◆ Challenge ◆
Edit the material below by changing every "Target" to "Object" and keeping everything else the same. Leave the pictures out of your answer.

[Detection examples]
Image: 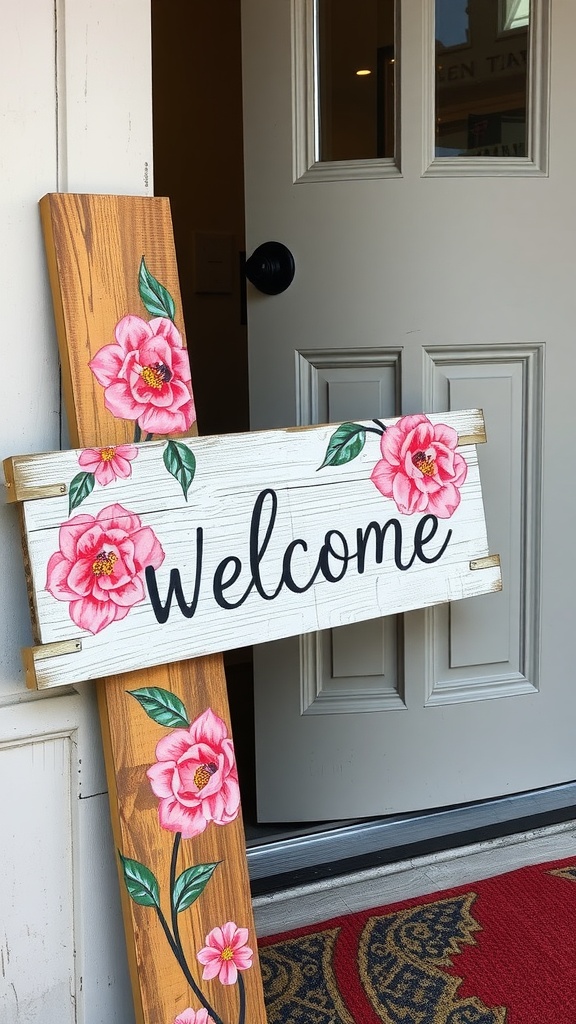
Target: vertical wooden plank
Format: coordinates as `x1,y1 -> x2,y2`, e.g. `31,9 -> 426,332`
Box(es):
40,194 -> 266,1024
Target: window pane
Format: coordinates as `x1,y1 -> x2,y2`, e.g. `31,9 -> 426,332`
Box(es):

◆ Problem solution ◆
Image: 
Object: vertical wooden plank
Format: coordinates as `x1,y1 -> x2,y2`, e.g. `31,9 -> 426,332`
Box(es):
40,194 -> 266,1024
Object: window pane
Format: coordinates as `x1,y1 -> x2,y2`, e.g. `31,9 -> 426,332`
Box(es):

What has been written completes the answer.